__What is expected__. Render the stretch of rows below, from the line containing "pin: the green stem" through the last row, as a JSON list of strings with one string per line and any blank lines omitted. Include both the starting line and the final line.

[Pointing and labeling entries]
════

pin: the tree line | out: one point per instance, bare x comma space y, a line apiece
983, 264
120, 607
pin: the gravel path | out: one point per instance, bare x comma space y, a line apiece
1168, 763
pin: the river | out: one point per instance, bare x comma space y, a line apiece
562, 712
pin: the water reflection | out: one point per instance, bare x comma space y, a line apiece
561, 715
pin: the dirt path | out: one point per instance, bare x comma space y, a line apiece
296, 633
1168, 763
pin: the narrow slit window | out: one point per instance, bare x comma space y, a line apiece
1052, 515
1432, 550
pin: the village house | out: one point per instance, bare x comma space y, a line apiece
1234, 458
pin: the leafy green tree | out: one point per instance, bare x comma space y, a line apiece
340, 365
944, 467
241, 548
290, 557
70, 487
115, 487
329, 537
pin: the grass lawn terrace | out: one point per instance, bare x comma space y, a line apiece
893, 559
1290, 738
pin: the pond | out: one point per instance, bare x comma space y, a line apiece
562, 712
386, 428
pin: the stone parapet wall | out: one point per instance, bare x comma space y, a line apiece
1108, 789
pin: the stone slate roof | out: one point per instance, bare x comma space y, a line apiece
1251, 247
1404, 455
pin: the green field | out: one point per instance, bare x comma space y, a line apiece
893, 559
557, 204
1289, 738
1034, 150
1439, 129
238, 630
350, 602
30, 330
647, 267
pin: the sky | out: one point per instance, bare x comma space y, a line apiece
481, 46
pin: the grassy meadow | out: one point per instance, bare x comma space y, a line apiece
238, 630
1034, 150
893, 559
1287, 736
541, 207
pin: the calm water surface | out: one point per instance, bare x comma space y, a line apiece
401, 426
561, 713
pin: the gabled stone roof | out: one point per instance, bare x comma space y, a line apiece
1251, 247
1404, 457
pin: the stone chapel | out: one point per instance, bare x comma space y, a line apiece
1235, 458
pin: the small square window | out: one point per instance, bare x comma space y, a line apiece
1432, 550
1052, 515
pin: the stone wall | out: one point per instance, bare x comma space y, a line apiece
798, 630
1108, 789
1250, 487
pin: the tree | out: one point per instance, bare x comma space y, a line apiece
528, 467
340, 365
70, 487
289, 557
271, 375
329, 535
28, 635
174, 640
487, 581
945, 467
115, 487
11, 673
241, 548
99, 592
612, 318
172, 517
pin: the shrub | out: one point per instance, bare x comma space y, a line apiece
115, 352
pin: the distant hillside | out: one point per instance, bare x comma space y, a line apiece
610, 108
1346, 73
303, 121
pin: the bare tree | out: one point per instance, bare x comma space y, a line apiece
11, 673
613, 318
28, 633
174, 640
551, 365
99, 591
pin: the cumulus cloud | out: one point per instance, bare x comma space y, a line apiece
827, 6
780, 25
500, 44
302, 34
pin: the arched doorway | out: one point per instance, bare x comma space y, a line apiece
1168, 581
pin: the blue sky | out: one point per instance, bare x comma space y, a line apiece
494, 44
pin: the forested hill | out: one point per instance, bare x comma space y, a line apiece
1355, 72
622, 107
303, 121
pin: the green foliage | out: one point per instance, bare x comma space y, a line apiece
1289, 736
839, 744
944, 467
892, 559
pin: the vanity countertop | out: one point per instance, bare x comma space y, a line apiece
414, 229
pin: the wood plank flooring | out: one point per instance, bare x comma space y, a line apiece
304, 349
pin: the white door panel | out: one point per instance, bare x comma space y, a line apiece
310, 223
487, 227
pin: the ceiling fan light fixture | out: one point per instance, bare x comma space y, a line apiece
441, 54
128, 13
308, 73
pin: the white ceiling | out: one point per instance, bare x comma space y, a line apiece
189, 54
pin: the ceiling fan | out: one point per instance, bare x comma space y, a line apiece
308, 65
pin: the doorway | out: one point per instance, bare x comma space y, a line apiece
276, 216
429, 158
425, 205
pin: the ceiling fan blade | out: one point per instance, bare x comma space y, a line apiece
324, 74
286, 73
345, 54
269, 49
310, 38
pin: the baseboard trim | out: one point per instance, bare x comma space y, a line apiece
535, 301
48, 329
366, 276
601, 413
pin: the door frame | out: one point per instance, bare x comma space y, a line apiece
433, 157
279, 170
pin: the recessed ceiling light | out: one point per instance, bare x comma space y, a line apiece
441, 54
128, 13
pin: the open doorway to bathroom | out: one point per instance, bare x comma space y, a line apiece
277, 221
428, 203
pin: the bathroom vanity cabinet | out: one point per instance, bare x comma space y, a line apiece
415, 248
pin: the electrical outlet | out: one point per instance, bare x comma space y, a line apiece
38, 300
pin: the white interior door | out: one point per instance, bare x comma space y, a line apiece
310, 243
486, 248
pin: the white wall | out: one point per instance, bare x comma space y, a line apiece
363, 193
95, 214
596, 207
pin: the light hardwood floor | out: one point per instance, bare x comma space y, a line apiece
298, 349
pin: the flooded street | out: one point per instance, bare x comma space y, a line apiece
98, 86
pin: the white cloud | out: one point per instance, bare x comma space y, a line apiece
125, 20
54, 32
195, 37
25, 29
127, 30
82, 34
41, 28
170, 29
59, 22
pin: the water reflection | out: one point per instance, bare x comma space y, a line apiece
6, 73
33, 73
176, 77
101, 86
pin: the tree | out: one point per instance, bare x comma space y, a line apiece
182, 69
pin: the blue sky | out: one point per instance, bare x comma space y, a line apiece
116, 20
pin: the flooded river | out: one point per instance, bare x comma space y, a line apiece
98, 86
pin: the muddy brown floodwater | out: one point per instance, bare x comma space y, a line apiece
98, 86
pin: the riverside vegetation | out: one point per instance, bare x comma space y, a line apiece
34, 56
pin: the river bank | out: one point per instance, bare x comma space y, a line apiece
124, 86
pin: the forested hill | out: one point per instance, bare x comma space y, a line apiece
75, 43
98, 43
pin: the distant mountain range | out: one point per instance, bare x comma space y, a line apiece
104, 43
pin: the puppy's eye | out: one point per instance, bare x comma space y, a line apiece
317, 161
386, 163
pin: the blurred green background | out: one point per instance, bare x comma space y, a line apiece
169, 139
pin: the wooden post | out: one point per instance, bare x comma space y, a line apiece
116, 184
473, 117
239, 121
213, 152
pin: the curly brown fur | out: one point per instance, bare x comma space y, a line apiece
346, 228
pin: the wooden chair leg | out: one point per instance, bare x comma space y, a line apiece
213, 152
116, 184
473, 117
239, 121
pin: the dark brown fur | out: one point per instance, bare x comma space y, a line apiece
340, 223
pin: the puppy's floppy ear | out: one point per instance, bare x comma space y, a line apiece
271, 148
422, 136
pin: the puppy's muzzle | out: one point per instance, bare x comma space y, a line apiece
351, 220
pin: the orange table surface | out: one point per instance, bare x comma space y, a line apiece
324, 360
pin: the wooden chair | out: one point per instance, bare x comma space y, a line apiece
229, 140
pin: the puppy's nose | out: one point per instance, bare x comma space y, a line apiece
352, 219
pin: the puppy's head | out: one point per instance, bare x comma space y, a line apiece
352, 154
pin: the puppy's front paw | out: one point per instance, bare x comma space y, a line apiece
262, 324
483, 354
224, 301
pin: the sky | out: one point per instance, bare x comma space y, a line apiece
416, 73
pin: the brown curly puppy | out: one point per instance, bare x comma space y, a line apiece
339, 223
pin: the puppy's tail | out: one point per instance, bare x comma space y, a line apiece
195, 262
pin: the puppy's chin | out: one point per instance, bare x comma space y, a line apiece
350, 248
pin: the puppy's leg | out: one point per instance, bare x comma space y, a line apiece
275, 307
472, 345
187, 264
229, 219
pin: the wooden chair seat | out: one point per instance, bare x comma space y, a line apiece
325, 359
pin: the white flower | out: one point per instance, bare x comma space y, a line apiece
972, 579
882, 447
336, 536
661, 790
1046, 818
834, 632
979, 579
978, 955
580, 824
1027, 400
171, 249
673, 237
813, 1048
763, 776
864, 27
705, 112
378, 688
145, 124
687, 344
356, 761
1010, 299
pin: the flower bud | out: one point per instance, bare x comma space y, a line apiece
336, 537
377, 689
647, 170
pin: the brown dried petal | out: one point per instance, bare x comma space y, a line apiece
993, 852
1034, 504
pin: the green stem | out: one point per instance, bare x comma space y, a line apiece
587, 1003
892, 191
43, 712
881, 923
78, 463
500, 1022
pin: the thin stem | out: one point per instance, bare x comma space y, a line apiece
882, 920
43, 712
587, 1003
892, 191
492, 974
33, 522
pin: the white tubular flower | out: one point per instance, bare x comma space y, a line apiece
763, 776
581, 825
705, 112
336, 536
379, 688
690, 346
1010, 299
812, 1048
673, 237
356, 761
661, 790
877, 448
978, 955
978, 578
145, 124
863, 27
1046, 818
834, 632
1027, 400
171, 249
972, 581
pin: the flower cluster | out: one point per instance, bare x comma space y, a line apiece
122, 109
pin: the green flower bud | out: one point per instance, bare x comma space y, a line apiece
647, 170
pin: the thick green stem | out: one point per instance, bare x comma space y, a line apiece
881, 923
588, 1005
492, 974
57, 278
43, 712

════

__Final result__.
[
  "pin: the green stem | out: one point per instance, bare x comma space y, a line apiece",
  "587, 1003",
  "892, 191",
  "43, 712",
  "881, 923",
  "78, 463",
  "500, 1022",
  "pin: the thin stem | out: one point per instance, bare x comma space y, a line apiece",
  "882, 920",
  "43, 712",
  "587, 1003",
  "892, 191",
  "492, 974",
  "33, 522",
  "pin: the white tubular flower | out: one point per instance, bare x comma space y, a line apiece",
  "763, 776",
  "581, 825",
  "705, 112",
  "336, 536",
  "379, 688",
  "690, 346",
  "1010, 299",
  "812, 1048",
  "673, 237",
  "356, 761",
  "661, 790",
  "877, 448",
  "978, 955",
  "978, 578",
  "145, 124",
  "863, 27",
  "1046, 818",
  "834, 632",
  "1027, 400",
  "171, 249",
  "972, 581",
  "pin: the flower cluster | out: one point per instance, bare x comma space y, a line apiece",
  "122, 109",
  "pin: the green flower bud | out: one point per instance, bare x comma space y, a line apiece",
  "647, 170",
  "pin: the thick green stem | out: one point per instance, bare x comma space y, a line apiece",
  "881, 923",
  "588, 1005",
  "492, 974",
  "57, 278",
  "43, 712"
]